Copy every one of the rows below word for word, changing nothing and leaving nothing out.
— begin DATA FOR THIS EXERCISE —
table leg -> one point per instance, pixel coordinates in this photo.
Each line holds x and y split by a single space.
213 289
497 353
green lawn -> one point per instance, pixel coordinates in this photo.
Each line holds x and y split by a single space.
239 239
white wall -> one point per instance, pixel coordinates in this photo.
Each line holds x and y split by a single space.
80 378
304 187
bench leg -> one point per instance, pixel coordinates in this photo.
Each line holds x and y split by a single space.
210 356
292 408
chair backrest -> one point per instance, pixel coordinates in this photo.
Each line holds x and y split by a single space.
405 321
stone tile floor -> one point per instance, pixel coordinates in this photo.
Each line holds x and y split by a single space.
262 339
— end DATA FOR THIS EXERCISE —
- [EXERCISE SOLUTION]
table leg -> one point per instance, pixel coordinates in this photo.
Each line holds x and y split by a single space.
213 289
497 353
green lawn -> one point per instance, pixel coordinates in this photo.
Each line holds x and y split by a single space.
239 239
white wall -> one point per instance, pixel coordinates in this photo.
Each line holds x and y split by a single space.
80 378
304 187
bench leg -> one point per instance, pixel coordinates in this photo.
Each line holds x and y split by a single space.
210 356
292 408
chair backrest -> one point per instance, pixel coordinates in this photo.
Each line holds x and y split by a single space.
405 321
stone tile floor -> one point per instance, pixel coordinates in this photo.
Each line holds x and y split by a single space.
262 339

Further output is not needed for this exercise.